• [Exercise brief]:
Copy out all of the material exactly.

• [Raw records]:
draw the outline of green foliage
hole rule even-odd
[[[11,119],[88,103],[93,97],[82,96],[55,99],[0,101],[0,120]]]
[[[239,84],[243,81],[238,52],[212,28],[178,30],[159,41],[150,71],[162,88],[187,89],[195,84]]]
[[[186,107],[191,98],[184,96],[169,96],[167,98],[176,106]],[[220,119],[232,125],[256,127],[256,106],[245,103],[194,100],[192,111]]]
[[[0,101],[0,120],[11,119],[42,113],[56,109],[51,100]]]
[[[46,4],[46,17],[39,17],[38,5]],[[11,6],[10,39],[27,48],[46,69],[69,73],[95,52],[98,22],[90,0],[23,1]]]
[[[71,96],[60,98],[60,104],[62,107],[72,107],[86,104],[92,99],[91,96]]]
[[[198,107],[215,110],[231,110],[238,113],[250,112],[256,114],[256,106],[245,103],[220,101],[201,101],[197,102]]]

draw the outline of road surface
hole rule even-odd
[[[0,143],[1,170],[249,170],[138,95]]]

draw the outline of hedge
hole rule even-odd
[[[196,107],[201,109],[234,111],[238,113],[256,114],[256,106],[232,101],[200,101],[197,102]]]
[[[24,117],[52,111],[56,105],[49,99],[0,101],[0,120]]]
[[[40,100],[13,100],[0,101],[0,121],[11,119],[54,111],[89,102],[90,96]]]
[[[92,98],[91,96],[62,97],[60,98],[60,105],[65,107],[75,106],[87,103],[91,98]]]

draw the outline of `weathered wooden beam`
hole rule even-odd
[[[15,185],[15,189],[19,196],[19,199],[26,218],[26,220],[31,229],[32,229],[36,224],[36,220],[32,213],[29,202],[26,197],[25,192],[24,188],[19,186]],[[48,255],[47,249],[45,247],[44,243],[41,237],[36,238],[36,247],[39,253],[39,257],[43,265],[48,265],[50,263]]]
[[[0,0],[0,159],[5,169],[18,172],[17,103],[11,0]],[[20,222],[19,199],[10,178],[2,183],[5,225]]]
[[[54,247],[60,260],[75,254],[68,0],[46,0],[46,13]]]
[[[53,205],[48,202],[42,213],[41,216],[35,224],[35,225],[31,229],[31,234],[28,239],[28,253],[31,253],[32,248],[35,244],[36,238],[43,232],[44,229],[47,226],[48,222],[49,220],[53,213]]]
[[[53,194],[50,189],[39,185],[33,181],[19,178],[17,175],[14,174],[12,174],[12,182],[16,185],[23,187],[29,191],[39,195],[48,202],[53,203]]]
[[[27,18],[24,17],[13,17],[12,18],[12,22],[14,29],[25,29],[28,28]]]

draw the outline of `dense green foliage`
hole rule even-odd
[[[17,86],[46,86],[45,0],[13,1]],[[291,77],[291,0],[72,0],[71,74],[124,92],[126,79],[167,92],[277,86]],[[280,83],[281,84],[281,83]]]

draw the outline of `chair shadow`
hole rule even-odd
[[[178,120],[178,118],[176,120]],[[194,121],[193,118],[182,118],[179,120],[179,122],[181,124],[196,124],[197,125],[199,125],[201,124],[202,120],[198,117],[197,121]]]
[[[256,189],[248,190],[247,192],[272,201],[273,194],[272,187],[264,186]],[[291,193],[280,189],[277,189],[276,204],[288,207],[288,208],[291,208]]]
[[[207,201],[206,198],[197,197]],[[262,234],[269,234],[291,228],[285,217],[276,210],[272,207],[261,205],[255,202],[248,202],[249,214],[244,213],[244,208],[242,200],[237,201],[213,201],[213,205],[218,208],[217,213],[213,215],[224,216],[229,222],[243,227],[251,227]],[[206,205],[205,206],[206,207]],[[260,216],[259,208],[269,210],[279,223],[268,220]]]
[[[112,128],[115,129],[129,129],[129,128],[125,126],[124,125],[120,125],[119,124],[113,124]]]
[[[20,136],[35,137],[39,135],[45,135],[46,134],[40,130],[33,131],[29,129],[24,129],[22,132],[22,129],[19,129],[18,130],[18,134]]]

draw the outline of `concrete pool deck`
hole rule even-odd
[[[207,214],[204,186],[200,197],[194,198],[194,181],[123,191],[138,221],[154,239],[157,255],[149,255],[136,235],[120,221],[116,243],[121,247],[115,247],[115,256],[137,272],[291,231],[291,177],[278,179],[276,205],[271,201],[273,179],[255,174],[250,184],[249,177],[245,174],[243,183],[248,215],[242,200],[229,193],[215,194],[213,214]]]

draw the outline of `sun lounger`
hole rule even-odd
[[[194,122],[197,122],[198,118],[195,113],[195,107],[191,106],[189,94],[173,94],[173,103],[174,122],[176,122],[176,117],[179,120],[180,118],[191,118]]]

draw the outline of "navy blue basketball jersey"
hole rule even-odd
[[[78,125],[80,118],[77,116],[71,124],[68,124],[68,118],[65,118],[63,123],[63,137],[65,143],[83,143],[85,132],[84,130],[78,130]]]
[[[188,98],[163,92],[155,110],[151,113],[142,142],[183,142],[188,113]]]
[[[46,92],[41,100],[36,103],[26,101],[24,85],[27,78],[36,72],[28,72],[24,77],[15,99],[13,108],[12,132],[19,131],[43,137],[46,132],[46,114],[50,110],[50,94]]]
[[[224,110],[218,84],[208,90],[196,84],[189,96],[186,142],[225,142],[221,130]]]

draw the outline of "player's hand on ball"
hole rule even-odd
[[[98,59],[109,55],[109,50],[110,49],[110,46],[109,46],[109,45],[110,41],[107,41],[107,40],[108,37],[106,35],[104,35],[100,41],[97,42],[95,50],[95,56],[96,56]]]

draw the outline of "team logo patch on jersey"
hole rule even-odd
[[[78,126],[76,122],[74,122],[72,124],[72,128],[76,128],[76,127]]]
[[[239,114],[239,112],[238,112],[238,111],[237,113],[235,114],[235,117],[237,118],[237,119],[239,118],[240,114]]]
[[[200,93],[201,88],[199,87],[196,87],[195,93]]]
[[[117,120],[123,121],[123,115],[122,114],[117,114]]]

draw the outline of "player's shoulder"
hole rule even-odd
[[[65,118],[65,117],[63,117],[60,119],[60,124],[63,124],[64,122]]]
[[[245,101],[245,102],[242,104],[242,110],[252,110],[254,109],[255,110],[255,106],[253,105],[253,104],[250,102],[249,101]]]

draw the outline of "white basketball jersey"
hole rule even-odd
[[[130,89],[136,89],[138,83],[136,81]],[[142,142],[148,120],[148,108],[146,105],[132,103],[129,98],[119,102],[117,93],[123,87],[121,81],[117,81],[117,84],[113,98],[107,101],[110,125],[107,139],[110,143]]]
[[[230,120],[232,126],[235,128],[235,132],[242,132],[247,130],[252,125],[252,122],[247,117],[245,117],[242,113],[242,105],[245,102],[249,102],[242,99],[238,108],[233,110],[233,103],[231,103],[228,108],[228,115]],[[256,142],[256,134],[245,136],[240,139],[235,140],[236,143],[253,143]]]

• [Output for this exercise]:
draw the outline of green foliage
hole rule even-odd
[[[11,119],[88,103],[93,97],[82,96],[55,99],[0,101],[0,120]]]
[[[239,84],[243,81],[238,52],[212,28],[178,30],[159,41],[150,71],[162,88],[187,89],[195,84]]]
[[[186,107],[191,98],[184,96],[169,96],[167,98],[176,106]],[[220,119],[232,125],[256,127],[256,106],[245,103],[194,100],[192,111]]]
[[[0,101],[0,120],[11,119],[42,113],[56,109],[51,100]]]
[[[46,4],[46,17],[39,17],[38,5]],[[11,6],[10,39],[27,48],[46,69],[69,73],[95,52],[98,22],[90,0],[23,1]]]
[[[71,96],[60,98],[60,104],[62,107],[72,107],[86,104],[92,99],[91,96]]]
[[[198,107],[215,110],[231,110],[238,113],[250,112],[256,114],[256,106],[245,103],[220,101],[201,101],[197,102]]]

draw the outline of road surface
hole rule even-odd
[[[0,143],[1,170],[249,170],[138,95]]]

draw the outline of hedge
hole rule even-odd
[[[196,107],[201,109],[234,111],[238,113],[256,114],[256,106],[232,101],[200,101],[197,102]]]
[[[24,117],[52,111],[56,105],[49,99],[0,101],[0,120]]]
[[[40,100],[13,100],[0,101],[0,121],[11,119],[54,111],[89,102],[90,96]]]
[[[92,98],[91,96],[62,97],[60,98],[60,105],[65,107],[75,106],[87,103],[91,98]]]

draw the outline of `weathered wooden beam`
hole rule even-odd
[[[15,185],[15,189],[19,196],[19,199],[26,218],[26,220],[31,229],[32,229],[36,224],[36,220],[32,213],[29,202],[26,197],[25,192],[24,188],[19,186]],[[48,255],[47,249],[45,247],[44,243],[41,237],[36,238],[36,247],[39,253],[39,257],[43,265],[48,265],[50,263]]]
[[[0,0],[0,159],[5,169],[18,172],[17,103],[11,0]],[[20,222],[19,199],[10,178],[2,183],[5,225]]]
[[[54,247],[60,260],[75,254],[68,0],[46,0],[46,13]]]
[[[53,205],[48,202],[42,213],[41,216],[35,224],[35,225],[31,229],[31,234],[28,239],[28,253],[31,253],[32,248],[35,244],[36,238],[43,232],[44,229],[47,226],[48,222],[49,220],[53,213]]]
[[[53,194],[50,189],[39,185],[33,181],[19,178],[17,175],[14,174],[12,174],[12,182],[16,185],[23,187],[29,191],[39,195],[48,202],[53,203]]]
[[[27,18],[24,17],[13,17],[12,18],[12,22],[14,29],[25,29],[28,28]]]

draw the outline of `dense green foliage`
hole rule even-odd
[[[17,86],[46,86],[45,0],[13,1]],[[291,77],[291,0],[72,0],[71,74],[124,92],[126,79],[167,92],[277,86]],[[280,83],[281,84],[281,83]]]

draw the outline of `chair shadow`
hole rule even-odd
[[[178,120],[178,118],[176,120]],[[194,121],[193,118],[182,118],[179,120],[179,122],[181,124],[196,124],[197,125],[199,125],[201,124],[202,120],[198,117],[197,121]]]
[[[256,189],[248,190],[247,192],[272,201],[273,194],[272,187],[264,186]],[[291,193],[280,189],[277,189],[276,204],[288,207],[288,208],[291,208]]]
[[[207,201],[206,198],[197,197]],[[262,234],[269,234],[291,228],[285,217],[276,210],[272,207],[261,205],[255,202],[248,202],[249,214],[244,213],[244,208],[242,200],[237,201],[213,201],[213,205],[218,208],[217,213],[213,215],[224,216],[229,222],[243,227],[251,227]],[[206,205],[205,206],[206,207]],[[260,216],[259,208],[269,210],[279,223],[268,220]]]
[[[112,128],[115,129],[129,129],[129,128],[125,126],[124,125],[120,125],[119,124],[113,124]]]
[[[20,136],[35,137],[39,135],[45,135],[46,134],[40,130],[33,131],[29,129],[24,129],[22,132],[22,129],[19,129],[18,130],[18,134]]]

draw the outline of `concrete pool deck`
hole rule even-odd
[[[207,214],[204,186],[200,197],[194,198],[194,181],[123,191],[138,221],[154,239],[157,255],[149,255],[136,235],[120,221],[116,243],[121,247],[115,247],[115,256],[137,272],[291,231],[291,177],[278,179],[276,205],[271,201],[273,179],[255,174],[250,184],[249,177],[245,174],[243,183],[248,215],[242,200],[229,193],[215,194],[213,214]]]

draw the outline of `sun lounger`
hole rule even-odd
[[[194,122],[197,122],[198,118],[195,113],[195,107],[191,106],[189,94],[173,94],[173,103],[174,122],[176,122],[176,117],[179,120],[180,118],[191,118]]]

draw the outline of "navy blue basketball jersey"
hole rule even-odd
[[[78,125],[80,118],[77,116],[71,124],[68,124],[68,118],[65,118],[63,123],[63,137],[65,143],[83,143],[85,132],[84,130],[78,130]]]
[[[188,98],[163,92],[155,110],[151,113],[142,142],[183,142],[188,113]]]
[[[46,92],[41,100],[36,103],[26,101],[24,85],[27,78],[36,72],[28,72],[24,77],[15,99],[13,108],[12,132],[19,131],[43,137],[46,132],[46,114],[50,110],[50,94]]]
[[[224,110],[218,84],[208,90],[196,84],[189,96],[186,142],[225,142],[221,130]]]

draw the outline of "player's hand on ball"
hole rule even-odd
[[[98,59],[109,55],[109,50],[110,49],[110,46],[109,46],[109,45],[110,41],[107,41],[107,40],[108,37],[106,35],[104,35],[100,41],[97,42],[95,50],[95,56],[96,56]]]

draw the outline of "team logo patch on jersey"
hole rule even-odd
[[[78,126],[76,122],[74,122],[72,124],[72,128],[76,128],[76,127]]]
[[[239,114],[239,112],[238,112],[238,111],[237,113],[235,114],[235,117],[237,118],[237,119],[239,118],[240,114]]]
[[[200,93],[201,88],[199,87],[196,87],[195,93]]]
[[[117,120],[123,121],[123,115],[122,114],[117,114]]]

draw the outline of "player's shoulder"
hole rule even-odd
[[[65,118],[65,117],[63,117],[60,119],[60,124],[63,124],[64,122]]]
[[[245,101],[245,102],[242,104],[242,110],[252,110],[254,109],[255,110],[255,106],[253,105],[253,104],[250,102],[249,101]]]

draw the outline of "white basketball jersey"
hole rule even-odd
[[[130,89],[136,89],[138,83],[136,81]],[[142,142],[148,120],[148,108],[146,105],[132,103],[129,98],[119,102],[117,93],[123,87],[121,81],[117,81],[117,84],[113,98],[107,101],[110,125],[107,139],[110,143]]]
[[[230,120],[232,126],[235,128],[235,132],[242,132],[247,130],[252,125],[252,122],[247,117],[245,117],[242,113],[242,105],[245,102],[249,102],[242,99],[238,108],[233,110],[233,103],[231,103],[228,108],[228,115]],[[256,142],[256,134],[245,136],[240,139],[235,140],[236,143],[253,143]]]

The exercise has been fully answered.